■ THE TASK ■
Which lines in the items below contain the string "window"? Copy out each of those lines, matching case exactly.

########

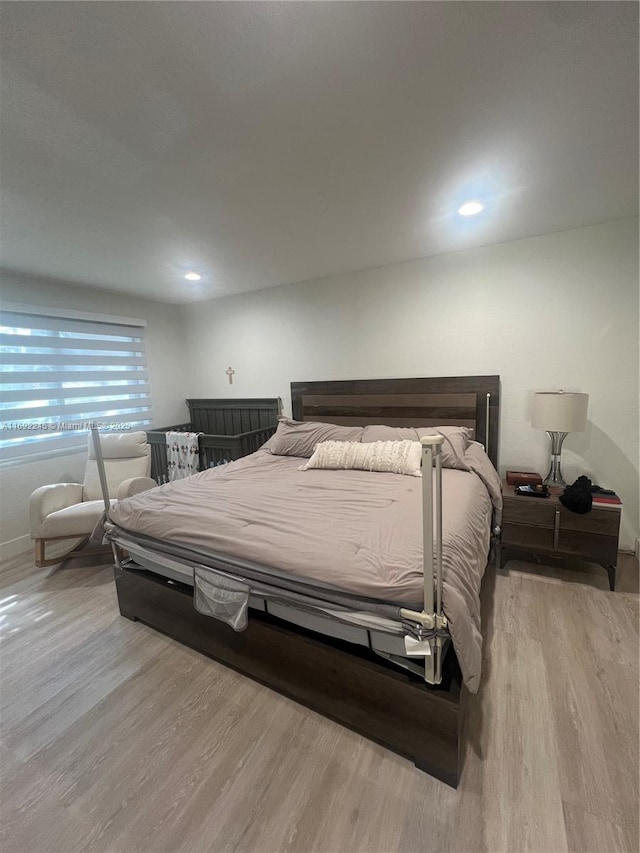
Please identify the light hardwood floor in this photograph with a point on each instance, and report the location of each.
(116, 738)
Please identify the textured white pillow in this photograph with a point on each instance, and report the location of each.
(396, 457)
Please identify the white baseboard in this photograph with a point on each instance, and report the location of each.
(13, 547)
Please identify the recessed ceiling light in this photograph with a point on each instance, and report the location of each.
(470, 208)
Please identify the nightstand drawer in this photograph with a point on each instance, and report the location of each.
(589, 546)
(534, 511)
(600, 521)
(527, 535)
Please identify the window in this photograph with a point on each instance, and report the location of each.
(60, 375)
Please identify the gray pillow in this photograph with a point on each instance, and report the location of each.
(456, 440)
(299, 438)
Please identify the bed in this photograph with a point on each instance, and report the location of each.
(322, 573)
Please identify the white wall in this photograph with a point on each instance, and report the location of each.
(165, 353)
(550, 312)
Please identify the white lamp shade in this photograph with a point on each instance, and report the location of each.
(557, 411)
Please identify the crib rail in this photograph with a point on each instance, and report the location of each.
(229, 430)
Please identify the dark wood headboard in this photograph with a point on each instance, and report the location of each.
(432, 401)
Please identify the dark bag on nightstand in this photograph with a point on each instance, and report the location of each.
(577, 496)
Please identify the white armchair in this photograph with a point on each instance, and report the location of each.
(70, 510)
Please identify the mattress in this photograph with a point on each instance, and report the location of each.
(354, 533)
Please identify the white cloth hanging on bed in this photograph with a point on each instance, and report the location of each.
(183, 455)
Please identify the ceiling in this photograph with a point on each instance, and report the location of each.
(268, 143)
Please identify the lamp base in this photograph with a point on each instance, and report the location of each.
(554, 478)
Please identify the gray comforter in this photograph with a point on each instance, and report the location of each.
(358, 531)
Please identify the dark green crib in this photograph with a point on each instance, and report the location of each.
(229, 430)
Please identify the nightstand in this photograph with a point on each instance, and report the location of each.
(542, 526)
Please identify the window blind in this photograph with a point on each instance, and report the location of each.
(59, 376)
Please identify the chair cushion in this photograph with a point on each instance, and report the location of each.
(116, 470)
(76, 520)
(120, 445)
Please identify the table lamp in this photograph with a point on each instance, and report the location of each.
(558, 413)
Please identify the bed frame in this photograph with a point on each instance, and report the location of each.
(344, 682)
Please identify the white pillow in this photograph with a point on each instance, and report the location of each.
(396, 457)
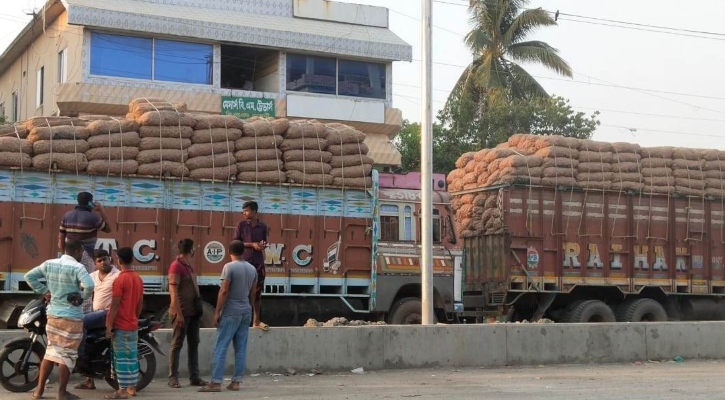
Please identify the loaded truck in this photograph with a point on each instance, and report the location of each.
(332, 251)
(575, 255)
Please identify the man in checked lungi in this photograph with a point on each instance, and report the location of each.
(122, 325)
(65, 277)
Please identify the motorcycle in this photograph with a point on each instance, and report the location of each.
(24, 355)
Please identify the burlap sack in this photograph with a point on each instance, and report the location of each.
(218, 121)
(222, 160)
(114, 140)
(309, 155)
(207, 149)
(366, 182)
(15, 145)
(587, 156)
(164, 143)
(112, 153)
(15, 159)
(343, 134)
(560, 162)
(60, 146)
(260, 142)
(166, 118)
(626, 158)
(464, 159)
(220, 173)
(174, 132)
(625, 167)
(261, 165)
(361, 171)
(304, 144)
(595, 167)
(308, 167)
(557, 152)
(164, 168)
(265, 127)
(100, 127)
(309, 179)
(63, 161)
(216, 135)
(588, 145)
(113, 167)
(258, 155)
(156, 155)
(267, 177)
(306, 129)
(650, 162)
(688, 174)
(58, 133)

########

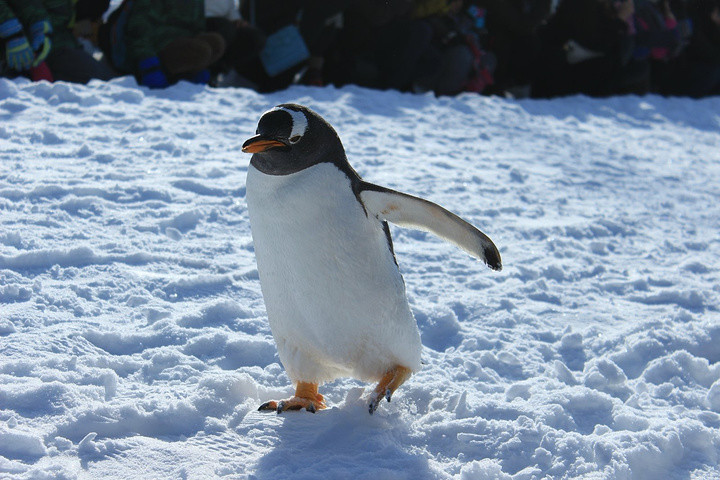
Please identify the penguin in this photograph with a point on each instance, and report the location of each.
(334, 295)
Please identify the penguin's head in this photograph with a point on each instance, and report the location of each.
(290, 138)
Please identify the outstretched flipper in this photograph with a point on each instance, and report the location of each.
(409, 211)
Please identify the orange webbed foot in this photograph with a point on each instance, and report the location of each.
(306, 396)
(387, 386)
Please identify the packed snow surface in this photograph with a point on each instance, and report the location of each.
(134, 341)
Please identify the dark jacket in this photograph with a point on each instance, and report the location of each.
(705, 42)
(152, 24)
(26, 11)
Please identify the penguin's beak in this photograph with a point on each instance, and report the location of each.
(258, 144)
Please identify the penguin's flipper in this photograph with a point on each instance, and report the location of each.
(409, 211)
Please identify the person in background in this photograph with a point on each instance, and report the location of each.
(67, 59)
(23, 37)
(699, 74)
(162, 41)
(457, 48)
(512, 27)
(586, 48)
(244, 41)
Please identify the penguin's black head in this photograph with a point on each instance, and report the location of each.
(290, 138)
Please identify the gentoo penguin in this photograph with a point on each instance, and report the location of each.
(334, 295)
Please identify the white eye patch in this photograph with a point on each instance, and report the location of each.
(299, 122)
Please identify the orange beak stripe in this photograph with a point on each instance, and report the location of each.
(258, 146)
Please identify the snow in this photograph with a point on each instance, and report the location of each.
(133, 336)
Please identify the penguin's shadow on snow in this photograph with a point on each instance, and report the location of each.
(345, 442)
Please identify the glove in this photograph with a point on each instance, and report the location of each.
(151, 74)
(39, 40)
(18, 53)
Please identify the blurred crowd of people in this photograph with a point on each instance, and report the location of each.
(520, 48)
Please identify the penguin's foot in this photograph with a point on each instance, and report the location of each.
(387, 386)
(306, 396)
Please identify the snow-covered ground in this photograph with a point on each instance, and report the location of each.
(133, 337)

########

■ THE RESULT ■
Please identify the window in this photograph with a point on each instance, and report the location of each.
Please identify the window blind in this photograph with a point on each instance, and report the location of each.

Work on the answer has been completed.